■ **WRITTEN EXERCISE**:
Write out the lines below verbatim, from the line containing "cap --coords pixels" up to and including the line containing "M103 163L99 163L99", and nothing else.

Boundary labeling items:
━━━━━━━━━━━━━━━━━━━━━━━━━━━━━━

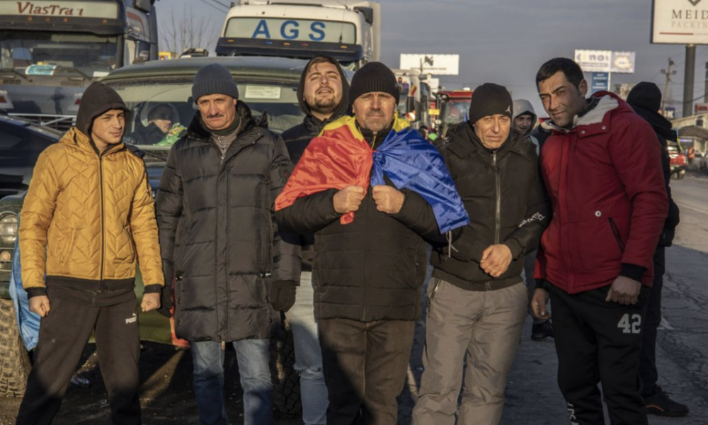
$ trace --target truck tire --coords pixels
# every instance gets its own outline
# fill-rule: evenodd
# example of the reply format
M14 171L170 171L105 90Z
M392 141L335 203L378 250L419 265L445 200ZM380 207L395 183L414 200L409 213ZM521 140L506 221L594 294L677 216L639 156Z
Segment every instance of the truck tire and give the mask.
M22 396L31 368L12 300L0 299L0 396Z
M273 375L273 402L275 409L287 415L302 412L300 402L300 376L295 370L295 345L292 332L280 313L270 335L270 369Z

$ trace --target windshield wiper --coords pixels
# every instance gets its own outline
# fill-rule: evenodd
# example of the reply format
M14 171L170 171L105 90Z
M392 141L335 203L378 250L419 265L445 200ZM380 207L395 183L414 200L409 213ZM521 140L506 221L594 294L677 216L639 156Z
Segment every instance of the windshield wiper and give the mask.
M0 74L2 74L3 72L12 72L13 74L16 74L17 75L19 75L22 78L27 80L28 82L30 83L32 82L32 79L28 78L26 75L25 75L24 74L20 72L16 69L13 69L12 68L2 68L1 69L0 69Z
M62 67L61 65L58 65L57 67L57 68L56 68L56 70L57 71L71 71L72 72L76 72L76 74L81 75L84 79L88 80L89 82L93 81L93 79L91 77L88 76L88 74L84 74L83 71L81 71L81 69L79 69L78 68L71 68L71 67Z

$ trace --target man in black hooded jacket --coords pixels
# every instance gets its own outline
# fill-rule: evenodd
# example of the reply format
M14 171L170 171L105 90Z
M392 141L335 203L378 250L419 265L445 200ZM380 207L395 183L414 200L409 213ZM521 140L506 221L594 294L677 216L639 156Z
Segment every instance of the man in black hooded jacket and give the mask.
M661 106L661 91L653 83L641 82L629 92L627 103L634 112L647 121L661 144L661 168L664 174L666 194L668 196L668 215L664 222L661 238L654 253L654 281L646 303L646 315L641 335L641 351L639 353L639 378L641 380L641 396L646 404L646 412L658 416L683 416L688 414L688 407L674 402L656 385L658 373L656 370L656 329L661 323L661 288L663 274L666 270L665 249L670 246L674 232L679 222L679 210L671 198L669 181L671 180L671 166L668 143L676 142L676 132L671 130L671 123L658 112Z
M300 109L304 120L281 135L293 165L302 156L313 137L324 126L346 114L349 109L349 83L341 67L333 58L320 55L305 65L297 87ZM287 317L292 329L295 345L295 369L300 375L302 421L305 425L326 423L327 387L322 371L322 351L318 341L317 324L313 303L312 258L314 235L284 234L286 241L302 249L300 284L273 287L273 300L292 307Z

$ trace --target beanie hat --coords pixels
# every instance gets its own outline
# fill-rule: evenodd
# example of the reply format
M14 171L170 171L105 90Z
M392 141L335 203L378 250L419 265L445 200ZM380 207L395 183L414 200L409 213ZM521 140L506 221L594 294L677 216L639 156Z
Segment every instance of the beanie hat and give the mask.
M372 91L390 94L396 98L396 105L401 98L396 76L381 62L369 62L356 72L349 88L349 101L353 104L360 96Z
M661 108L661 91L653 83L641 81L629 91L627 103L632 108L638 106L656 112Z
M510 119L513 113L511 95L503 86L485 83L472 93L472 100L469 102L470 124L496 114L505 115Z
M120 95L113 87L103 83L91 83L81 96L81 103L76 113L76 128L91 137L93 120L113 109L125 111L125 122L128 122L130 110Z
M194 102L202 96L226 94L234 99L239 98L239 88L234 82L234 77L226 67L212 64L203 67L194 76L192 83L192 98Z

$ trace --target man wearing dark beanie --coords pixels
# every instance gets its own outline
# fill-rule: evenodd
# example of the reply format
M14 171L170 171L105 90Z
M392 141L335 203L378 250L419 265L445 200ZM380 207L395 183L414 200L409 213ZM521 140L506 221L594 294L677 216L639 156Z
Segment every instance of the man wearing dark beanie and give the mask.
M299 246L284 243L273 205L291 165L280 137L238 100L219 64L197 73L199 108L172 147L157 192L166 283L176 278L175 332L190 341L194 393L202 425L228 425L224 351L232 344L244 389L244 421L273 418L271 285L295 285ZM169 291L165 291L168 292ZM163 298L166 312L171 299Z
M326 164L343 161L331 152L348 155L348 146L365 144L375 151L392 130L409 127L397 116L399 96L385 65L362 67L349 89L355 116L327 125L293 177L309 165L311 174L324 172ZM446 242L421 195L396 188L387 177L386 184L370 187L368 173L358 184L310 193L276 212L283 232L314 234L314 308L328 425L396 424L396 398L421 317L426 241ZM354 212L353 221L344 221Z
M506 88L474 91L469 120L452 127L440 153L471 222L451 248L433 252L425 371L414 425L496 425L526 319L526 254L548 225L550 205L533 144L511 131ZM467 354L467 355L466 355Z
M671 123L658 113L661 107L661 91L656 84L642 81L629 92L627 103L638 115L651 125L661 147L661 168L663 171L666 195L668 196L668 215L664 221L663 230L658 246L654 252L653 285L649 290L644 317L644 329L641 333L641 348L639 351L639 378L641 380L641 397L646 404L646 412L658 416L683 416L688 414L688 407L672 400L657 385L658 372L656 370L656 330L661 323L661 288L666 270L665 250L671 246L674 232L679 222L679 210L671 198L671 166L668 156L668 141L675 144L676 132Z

━━━━━━━━━━━━━━━━━━━━━━━━━━━━━━

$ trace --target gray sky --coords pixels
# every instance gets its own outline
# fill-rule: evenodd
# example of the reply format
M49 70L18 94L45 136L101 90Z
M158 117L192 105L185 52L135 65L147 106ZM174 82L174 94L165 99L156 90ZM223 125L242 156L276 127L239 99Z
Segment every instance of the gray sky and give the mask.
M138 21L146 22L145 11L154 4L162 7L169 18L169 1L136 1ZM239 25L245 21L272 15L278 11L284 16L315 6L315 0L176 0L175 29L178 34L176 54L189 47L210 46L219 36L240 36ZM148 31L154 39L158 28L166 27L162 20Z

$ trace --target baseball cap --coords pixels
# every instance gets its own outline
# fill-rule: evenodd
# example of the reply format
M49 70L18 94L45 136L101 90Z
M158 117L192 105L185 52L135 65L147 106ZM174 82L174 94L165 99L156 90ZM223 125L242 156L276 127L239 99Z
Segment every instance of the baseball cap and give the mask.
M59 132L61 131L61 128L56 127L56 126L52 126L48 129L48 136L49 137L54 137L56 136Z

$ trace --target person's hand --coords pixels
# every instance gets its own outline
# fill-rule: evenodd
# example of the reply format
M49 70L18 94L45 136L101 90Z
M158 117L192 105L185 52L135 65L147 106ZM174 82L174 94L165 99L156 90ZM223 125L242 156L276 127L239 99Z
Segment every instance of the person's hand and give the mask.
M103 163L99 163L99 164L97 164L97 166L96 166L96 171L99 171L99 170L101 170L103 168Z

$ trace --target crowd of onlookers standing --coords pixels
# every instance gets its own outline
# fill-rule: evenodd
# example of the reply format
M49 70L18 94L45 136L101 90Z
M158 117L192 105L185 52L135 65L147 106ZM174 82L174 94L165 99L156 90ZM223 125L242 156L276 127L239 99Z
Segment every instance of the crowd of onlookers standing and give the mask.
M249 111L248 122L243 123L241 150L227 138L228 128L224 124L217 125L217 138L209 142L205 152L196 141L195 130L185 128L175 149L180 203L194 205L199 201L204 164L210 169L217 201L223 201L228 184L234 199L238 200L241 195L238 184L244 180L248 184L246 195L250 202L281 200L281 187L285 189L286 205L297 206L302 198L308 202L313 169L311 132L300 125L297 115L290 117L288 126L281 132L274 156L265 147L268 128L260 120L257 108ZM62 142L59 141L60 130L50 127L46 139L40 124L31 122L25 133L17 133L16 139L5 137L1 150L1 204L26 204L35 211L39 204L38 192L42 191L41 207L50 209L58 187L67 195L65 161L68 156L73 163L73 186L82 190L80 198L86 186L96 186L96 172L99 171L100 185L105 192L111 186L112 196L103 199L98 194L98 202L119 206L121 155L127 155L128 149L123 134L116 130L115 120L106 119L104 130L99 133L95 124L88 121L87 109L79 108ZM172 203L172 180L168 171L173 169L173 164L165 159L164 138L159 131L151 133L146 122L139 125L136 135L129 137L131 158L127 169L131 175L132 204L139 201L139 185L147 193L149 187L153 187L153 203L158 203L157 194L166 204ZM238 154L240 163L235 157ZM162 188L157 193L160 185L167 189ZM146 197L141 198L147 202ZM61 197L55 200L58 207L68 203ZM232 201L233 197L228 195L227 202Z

━━━━━━━━━━━━━━━━━━━━━━━━━━━━━━

■ **EXERCISE ANSWER**:
$ trace --target baseball cap --coords pixels
# every instance gets its own outline
# fill-rule: evenodd
# example of the reply format
M49 70L18 94L45 136L101 90Z
M158 117L192 105L185 52L135 65L147 106ZM174 82L174 94L165 99L156 90ZM223 125L242 156L276 127L239 99Z
Segment every instance of the baseball cap and give the mask.
M59 132L61 131L61 128L56 127L56 126L52 126L48 129L48 136L49 137L54 137L56 136Z

$ trace --target person's hand --coords pixels
# every instance gets its own outline
# fill-rule: evenodd
# example of the reply format
M49 70L18 94L45 136L101 90Z
M158 117L192 105L185 52L135 65L147 106ZM174 82L174 94L165 99L156 90ZM223 125L242 156L276 127L239 99Z
Segment every instance of the person's hand and give the mask.
M103 163L99 163L99 164L97 164L97 166L96 166L96 171L99 171L99 170L101 170L103 168Z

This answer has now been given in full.